### Stated problem
Please reproduce only the lines of the items starting at the line that contains "Tag a single point on each instance of the green" and ending at the last line of the items, keeping the requests, and scale every coordinate in the answers by 0.75, rounding to whole numbers with halves going up.
═══ Rows ═══
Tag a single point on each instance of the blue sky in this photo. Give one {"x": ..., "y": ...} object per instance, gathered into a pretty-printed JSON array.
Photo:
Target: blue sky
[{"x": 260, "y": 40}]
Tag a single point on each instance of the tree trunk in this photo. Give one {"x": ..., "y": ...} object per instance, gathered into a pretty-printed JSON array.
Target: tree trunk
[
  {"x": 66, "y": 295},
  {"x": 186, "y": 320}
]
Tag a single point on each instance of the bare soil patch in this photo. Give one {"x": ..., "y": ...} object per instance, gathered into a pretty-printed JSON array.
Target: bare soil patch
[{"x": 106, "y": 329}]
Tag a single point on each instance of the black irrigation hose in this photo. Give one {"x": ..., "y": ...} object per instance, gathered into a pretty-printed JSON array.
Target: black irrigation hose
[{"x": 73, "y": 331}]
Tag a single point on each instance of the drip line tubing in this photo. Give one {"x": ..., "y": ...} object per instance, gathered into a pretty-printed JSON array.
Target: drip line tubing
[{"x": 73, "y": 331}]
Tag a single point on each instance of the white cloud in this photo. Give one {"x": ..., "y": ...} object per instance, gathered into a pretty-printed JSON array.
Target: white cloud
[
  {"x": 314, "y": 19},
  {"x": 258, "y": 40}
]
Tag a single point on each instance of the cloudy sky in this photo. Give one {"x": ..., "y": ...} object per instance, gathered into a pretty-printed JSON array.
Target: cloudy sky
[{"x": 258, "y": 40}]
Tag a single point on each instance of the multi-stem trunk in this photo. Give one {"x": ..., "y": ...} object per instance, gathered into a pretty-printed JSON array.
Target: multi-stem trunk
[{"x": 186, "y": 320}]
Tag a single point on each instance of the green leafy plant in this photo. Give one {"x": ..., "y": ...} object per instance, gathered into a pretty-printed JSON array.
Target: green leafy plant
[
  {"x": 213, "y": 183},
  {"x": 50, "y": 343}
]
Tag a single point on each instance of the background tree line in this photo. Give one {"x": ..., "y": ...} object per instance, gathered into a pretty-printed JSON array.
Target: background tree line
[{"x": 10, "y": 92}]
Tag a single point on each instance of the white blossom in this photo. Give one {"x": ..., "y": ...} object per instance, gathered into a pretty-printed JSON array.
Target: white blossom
═══
### The response
Tag a single point on each instance of the green leafy plant in this photo. Give one {"x": ..., "y": ...} object per instance, gathered into a pretty-printed JSON array.
Target: green leafy plant
[
  {"x": 160, "y": 137},
  {"x": 38, "y": 257}
]
Tag a single point on each instance of the background tree line in this photo. Give one {"x": ..., "y": ...} object per instance, gathered into a pretty-printed JSON array.
Target: background tree line
[{"x": 8, "y": 69}]
Tag a single point on each instance of the white blossom in this photo. Give one {"x": ..., "y": ...} object per instance, gathered into a pretty-printed JSON array.
Target: white blossom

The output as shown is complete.